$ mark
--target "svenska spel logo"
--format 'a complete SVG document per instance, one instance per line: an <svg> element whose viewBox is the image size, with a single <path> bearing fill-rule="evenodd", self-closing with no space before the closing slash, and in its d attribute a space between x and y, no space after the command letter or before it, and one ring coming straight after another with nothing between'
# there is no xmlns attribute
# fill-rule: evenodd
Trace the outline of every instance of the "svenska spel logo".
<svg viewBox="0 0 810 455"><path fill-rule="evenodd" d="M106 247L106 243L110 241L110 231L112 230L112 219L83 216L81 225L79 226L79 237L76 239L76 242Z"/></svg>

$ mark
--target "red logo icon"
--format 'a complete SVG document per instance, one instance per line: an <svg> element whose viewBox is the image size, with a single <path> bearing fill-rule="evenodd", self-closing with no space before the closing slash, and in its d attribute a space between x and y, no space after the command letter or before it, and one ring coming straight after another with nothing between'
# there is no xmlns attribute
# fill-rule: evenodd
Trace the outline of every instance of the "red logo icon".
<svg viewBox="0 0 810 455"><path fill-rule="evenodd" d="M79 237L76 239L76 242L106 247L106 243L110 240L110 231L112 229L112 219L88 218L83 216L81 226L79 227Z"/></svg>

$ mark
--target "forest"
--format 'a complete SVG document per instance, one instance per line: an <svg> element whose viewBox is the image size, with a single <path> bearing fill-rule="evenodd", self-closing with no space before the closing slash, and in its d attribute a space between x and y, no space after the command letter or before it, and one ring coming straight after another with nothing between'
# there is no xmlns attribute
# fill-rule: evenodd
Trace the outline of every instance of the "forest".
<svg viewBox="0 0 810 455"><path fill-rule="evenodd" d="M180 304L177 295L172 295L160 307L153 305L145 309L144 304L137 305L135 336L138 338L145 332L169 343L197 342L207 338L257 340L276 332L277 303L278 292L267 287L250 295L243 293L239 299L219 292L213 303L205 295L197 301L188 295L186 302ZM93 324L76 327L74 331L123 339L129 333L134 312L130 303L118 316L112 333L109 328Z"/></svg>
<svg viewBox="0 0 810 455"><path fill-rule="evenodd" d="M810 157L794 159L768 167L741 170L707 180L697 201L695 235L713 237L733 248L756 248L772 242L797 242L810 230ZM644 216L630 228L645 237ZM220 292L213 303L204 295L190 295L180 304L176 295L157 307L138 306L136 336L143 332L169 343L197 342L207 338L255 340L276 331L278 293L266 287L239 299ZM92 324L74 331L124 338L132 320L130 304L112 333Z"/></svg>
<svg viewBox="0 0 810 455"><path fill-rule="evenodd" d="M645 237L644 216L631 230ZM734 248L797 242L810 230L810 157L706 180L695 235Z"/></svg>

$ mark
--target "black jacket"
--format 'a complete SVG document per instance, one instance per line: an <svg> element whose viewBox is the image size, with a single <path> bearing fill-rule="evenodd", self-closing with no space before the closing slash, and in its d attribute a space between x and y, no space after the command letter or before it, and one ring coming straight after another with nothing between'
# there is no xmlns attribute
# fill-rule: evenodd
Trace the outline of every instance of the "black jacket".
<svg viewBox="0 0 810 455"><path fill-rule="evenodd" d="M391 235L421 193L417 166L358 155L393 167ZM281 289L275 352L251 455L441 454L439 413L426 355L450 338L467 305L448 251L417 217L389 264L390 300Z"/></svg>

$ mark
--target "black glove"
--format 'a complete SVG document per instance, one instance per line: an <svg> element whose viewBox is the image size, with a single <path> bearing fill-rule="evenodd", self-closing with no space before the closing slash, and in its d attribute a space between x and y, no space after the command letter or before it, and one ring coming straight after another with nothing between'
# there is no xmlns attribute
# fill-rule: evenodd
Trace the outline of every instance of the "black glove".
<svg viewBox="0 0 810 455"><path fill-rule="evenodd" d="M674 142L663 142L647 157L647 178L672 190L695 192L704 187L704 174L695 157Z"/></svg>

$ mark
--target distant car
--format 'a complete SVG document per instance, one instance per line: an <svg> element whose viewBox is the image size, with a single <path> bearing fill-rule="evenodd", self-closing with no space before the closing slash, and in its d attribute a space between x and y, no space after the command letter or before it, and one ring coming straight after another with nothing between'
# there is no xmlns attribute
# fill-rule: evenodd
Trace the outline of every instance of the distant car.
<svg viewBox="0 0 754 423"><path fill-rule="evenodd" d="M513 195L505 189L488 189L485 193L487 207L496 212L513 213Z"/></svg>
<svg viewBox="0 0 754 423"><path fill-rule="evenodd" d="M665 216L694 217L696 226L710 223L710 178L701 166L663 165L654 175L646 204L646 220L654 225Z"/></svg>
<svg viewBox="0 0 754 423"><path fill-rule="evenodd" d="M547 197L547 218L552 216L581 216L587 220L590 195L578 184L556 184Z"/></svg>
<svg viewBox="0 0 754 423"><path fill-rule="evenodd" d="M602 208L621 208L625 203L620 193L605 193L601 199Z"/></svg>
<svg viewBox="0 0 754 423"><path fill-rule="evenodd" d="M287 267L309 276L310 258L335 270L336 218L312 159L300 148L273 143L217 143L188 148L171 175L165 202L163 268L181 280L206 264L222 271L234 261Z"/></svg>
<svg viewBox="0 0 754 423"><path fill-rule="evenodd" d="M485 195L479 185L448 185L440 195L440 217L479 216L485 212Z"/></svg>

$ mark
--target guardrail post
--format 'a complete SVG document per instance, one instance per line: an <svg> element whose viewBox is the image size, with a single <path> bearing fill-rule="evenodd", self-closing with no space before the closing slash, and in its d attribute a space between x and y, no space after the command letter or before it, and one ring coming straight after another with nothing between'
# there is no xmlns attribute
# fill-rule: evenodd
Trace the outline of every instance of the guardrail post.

What is asked:
Render every line of the records above as a JSON list of strings, one string per line, with blank lines left out.

Result of the task:
[
  "$ mark",
  "--target \"svenska spel logo\"",
  "--format 'a complete SVG document per instance, one instance per line: an <svg> element whose viewBox is the image size, with a single <path> bearing fill-rule=\"evenodd\", self-closing with no space before the closing slash, and in its d attribute a space between x and y, no space after the command letter or before it, and one ring coming straight after another with nothing between'",
  "# there is no xmlns attribute",
  "# fill-rule: evenodd",
  "Trace the outline of every instance of the \"svenska spel logo\".",
  "<svg viewBox=\"0 0 810 455\"><path fill-rule=\"evenodd\" d=\"M106 247L106 243L110 241L110 231L112 230L112 219L83 216L81 225L79 226L79 237L76 239L76 242Z\"/></svg>",
  "$ mark",
  "--target \"red logo icon\"",
  "--format 'a complete SVG document per instance, one instance per line: an <svg> element whose viewBox is the image size, with a single <path> bearing fill-rule=\"evenodd\", self-closing with no space before the closing slash, and in its d attribute a space between x and y, no space after the command letter or before it, and one ring coming straight after another with nothing between'",
  "# there is no xmlns attribute",
  "# fill-rule: evenodd",
  "Trace the outline of every instance of the \"red logo icon\".",
  "<svg viewBox=\"0 0 810 455\"><path fill-rule=\"evenodd\" d=\"M79 237L76 239L76 242L106 247L106 243L110 240L110 231L112 229L112 219L88 218L83 216L81 226L79 227Z\"/></svg>",
  "$ mark",
  "--target \"forest\"",
  "--format 'a complete SVG document per instance, one instance per line: an <svg> element whose viewBox is the image size, with a single <path> bearing fill-rule=\"evenodd\", self-closing with no space before the closing slash, and in its d attribute a space between x and y, no space after the command letter or before it, and one ring coming straight after another with nothing between'",
  "# there is no xmlns attribute",
  "# fill-rule: evenodd",
  "Trace the outline of every instance of the \"forest\".",
  "<svg viewBox=\"0 0 810 455\"><path fill-rule=\"evenodd\" d=\"M180 304L177 295L172 295L160 307L153 305L145 309L144 304L137 305L135 336L138 338L145 332L169 343L197 342L207 338L257 340L276 332L277 303L278 292L267 287L250 295L243 293L239 299L219 292L213 303L205 295L197 301L188 295L186 302ZM93 324L76 327L74 331L123 339L129 333L134 312L130 303L118 316L112 333L109 328Z\"/></svg>",
  "<svg viewBox=\"0 0 810 455\"><path fill-rule=\"evenodd\" d=\"M810 157L794 159L768 167L741 170L707 180L697 201L695 235L713 237L733 248L756 248L772 242L797 242L810 230ZM644 216L630 228L645 237ZM220 292L213 303L204 295L190 295L180 304L176 295L157 307L138 306L136 336L143 332L169 343L197 342L207 338L255 340L276 331L278 293L266 287L239 299ZM92 324L74 331L124 338L132 320L130 304L112 333Z\"/></svg>",
  "<svg viewBox=\"0 0 810 455\"><path fill-rule=\"evenodd\" d=\"M645 237L644 216L631 230ZM734 248L797 242L810 230L810 157L706 180L695 235Z\"/></svg>",
  "$ mark",
  "--target \"black jacket\"",
  "--format 'a complete SVG document per instance, one instance per line: an <svg> element whose viewBox is the image size, with a single <path> bearing fill-rule=\"evenodd\", self-closing with no space before the closing slash, and in its d attribute a space between x and y, no space after the command letter or before it, and one ring coming straight after another with nothing between'",
  "# there is no xmlns attribute",
  "# fill-rule: evenodd",
  "Trace the outline of every instance of the \"black jacket\".",
  "<svg viewBox=\"0 0 810 455\"><path fill-rule=\"evenodd\" d=\"M391 235L421 193L417 166L358 155L393 167ZM281 289L275 352L251 455L441 454L439 413L426 355L450 338L467 305L448 251L417 217L389 264L390 300Z\"/></svg>",
  "$ mark",
  "--target \"black glove\"",
  "--format 'a complete SVG document per instance, one instance per line: an <svg> element whose viewBox is the image size, with a single <path> bearing fill-rule=\"evenodd\", self-closing with no space before the closing slash, and in its d attribute a space between x and y, no space after the command letter or before it, and one ring coming straight after another with nothing between'",
  "# there is no xmlns attribute",
  "# fill-rule: evenodd",
  "Trace the outline of every instance of the \"black glove\".",
  "<svg viewBox=\"0 0 810 455\"><path fill-rule=\"evenodd\" d=\"M674 142L663 142L647 157L647 178L672 190L695 192L704 187L704 174L695 157Z\"/></svg>",
  "$ mark",
  "--target distant car",
  "--format 'a complete SVG document per instance, one instance per line: an <svg> element whose viewBox is the image size, with a single <path> bearing fill-rule=\"evenodd\", self-closing with no space before the closing slash, and in its d attribute a space between x and y, no space after the command letter or before it, and one ring coming straight after another with nothing between'",
  "# there is no xmlns attribute",
  "# fill-rule: evenodd",
  "Trace the outline of every instance of the distant car.",
  "<svg viewBox=\"0 0 754 423\"><path fill-rule=\"evenodd\" d=\"M513 195L505 189L488 189L485 193L487 207L496 212L513 213Z\"/></svg>",
  "<svg viewBox=\"0 0 754 423\"><path fill-rule=\"evenodd\" d=\"M665 216L694 217L696 226L710 223L710 178L701 166L663 165L654 175L646 204L646 220L654 225Z\"/></svg>",
  "<svg viewBox=\"0 0 754 423\"><path fill-rule=\"evenodd\" d=\"M547 197L547 218L552 216L581 216L587 220L590 195L578 184L556 184Z\"/></svg>",
  "<svg viewBox=\"0 0 754 423\"><path fill-rule=\"evenodd\" d=\"M602 208L621 208L625 203L620 193L605 193L601 199Z\"/></svg>",
  "<svg viewBox=\"0 0 754 423\"><path fill-rule=\"evenodd\" d=\"M287 267L309 276L310 258L335 270L336 218L312 159L300 148L273 143L217 143L188 148L171 175L165 202L163 268L181 280L206 264L222 271L234 261Z\"/></svg>",
  "<svg viewBox=\"0 0 754 423\"><path fill-rule=\"evenodd\" d=\"M485 195L479 185L448 185L440 195L440 217L479 216L485 212Z\"/></svg>",
  "$ mark",
  "--target guardrail post",
  "--format 'a complete SVG document per instance, one instance per line: an <svg> element whose viewBox is the image size, with a single <path> bearing fill-rule=\"evenodd\", self-closing with no space before the closing slash, and in its d attribute a space between x and y, no space after the command letter or before it, and one ring coming straight after another with nothing between'",
  "# there is no xmlns attribute",
  "# fill-rule: evenodd",
  "Trace the outline of every instance of the guardrail post."
]